> [What the task asks]:
Shift the coordinates in the material below, from the line containing "Expected: a marker on each instance of the glasses, one" through the end, by adding 62 to every number in the answers. Give those lines again in full, requests included, with the shifted coordinates.

> [The input]:

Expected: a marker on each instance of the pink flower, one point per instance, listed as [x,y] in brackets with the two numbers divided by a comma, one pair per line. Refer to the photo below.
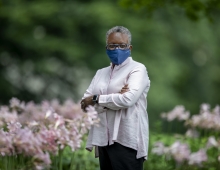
[192,133]
[159,148]
[211,142]
[197,158]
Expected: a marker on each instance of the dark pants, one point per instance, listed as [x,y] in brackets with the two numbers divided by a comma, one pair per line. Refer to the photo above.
[118,157]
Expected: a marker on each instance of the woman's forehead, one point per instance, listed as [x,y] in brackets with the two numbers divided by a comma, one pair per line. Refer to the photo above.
[117,37]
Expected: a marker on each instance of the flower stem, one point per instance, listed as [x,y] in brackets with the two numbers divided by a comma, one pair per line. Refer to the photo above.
[61,159]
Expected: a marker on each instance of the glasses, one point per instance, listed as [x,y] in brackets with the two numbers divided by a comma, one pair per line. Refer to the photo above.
[119,46]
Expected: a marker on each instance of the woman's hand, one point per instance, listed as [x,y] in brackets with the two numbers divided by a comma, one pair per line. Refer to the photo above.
[86,102]
[124,89]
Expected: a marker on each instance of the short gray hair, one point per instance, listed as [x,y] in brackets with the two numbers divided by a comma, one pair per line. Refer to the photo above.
[120,29]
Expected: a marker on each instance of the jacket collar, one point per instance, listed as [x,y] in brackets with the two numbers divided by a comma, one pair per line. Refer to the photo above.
[122,64]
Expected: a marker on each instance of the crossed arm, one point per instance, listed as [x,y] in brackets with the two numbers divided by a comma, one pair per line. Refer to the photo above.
[88,100]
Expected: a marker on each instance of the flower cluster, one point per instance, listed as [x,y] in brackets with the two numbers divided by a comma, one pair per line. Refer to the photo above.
[206,119]
[181,152]
[37,131]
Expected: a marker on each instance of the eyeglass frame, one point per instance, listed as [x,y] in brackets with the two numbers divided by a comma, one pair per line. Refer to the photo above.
[117,46]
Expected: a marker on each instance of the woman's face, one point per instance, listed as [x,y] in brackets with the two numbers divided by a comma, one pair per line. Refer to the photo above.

> [Response]:
Expected: a marker on each instance of the glasses, one point per instance, listed as [x,y] in brackets with the two numbers divided by a comma, one pair per line. Refer to the photo above.
[181,108]
Expected: a marker on each instance of the woman's hand, one point per instance, listed as [x,y] in brackets with the two numbers divided by a comma, one pair per line. Refer to the photo above.
[148,164]
[186,151]
Expected: a marker on each instance of the short gray hair, one point per instance, listed as [x,y] in brackets with the two numbers divided by a comma, one pair per line. Refer to the photo above.
[182,91]
Expected: a marker on each instance of the jacket collar, one point per instance, listed as [x,y] in brackets with the two numbers divided by a comma, one pair per line. Refer to the photo above.
[184,126]
Expected: a marker on each instance of the crossed arm, one point per instance, listed as [x,y] in brackets with the two numbers divided by a comma, one pair per line. Refer to the photo above.
[150,162]
Expected: a marker on each instance of the flower cluster, one point per instance, listed as [x,y] in brackets with the two numbers divided by a comma, one pair per line. Refer to the photo above.
[268,181]
[243,214]
[99,193]
Expected: a marker on each instance of the eyeglass frame, one point per instance, listed as [x,y] in brackets with the two numbers divided by a comma, one pair per line. Refer to the photo above.
[179,108]
Expected: a marker on each instance of the woman's face, one point per instance, listed as [x,y] in brackets with the two numbers divided by a comma, one pair per line. Refer to the photo above.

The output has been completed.